[Records shown — start]

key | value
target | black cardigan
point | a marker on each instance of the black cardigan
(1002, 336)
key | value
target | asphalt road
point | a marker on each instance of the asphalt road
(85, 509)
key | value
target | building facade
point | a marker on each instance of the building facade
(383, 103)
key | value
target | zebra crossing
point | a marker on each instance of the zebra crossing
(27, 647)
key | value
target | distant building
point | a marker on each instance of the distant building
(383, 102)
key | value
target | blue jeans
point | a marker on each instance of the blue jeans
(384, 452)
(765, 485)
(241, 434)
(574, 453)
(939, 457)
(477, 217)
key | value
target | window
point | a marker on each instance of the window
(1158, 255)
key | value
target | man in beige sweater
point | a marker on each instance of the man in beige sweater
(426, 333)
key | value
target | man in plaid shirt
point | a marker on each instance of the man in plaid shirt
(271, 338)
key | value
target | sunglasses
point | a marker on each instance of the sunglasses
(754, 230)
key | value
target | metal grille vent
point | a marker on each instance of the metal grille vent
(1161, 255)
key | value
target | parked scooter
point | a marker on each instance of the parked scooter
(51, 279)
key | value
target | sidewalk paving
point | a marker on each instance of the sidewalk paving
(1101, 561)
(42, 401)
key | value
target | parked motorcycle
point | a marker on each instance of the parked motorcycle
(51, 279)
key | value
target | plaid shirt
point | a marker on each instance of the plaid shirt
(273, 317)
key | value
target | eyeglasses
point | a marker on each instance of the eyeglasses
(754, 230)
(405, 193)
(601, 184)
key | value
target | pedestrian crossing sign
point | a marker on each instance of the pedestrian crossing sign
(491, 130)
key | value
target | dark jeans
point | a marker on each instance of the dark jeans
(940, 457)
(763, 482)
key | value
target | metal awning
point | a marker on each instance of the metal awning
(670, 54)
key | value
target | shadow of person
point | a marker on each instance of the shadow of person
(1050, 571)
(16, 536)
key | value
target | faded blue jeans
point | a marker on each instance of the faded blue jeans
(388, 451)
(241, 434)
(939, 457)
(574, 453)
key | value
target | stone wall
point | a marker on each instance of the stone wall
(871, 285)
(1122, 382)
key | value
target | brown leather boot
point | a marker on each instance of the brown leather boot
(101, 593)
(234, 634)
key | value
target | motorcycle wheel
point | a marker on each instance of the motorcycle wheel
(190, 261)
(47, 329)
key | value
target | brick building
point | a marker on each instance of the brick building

[Records shown — finish]

Beginning with the line above that contains "point | a marker on each instance of the parked scooter", copy each line exactly up to and including the line that contains "target | stone wall", and go no further.

point | a marker on each instance of the parked scooter
(51, 279)
key | value
target | sidewalk paving
point | a marker on each instance of the sidewalk paving
(1101, 561)
(42, 401)
key | value
target | parked motorcycle
point | a marker on each instance of the parked motorcycle
(51, 279)
key | value
target | plaid shirt
point | a marker on each instance of the plaid shirt
(273, 317)
key | value
target | eyeglasses
point | a marker on each instance of the eyeglasses
(754, 230)
(405, 193)
(601, 184)
key | value
target | pedestrian crossing sign
point | a marker on each instance of the pedestrian crossing sign
(491, 130)
key | value
target | dark jeans
point | a marker on each instance of the dark jeans
(940, 457)
(763, 482)
key | value
target | metal awning
point | a marker on each instance of the metal awning
(670, 54)
key | value
target | shadow of person
point | a marker on each instance of the shadow of person
(1050, 571)
(16, 536)
key | value
target | faded blue jeans
point | a marker on each instance of the faded blue jeans
(388, 451)
(241, 434)
(939, 457)
(574, 453)
key | value
target | stone wall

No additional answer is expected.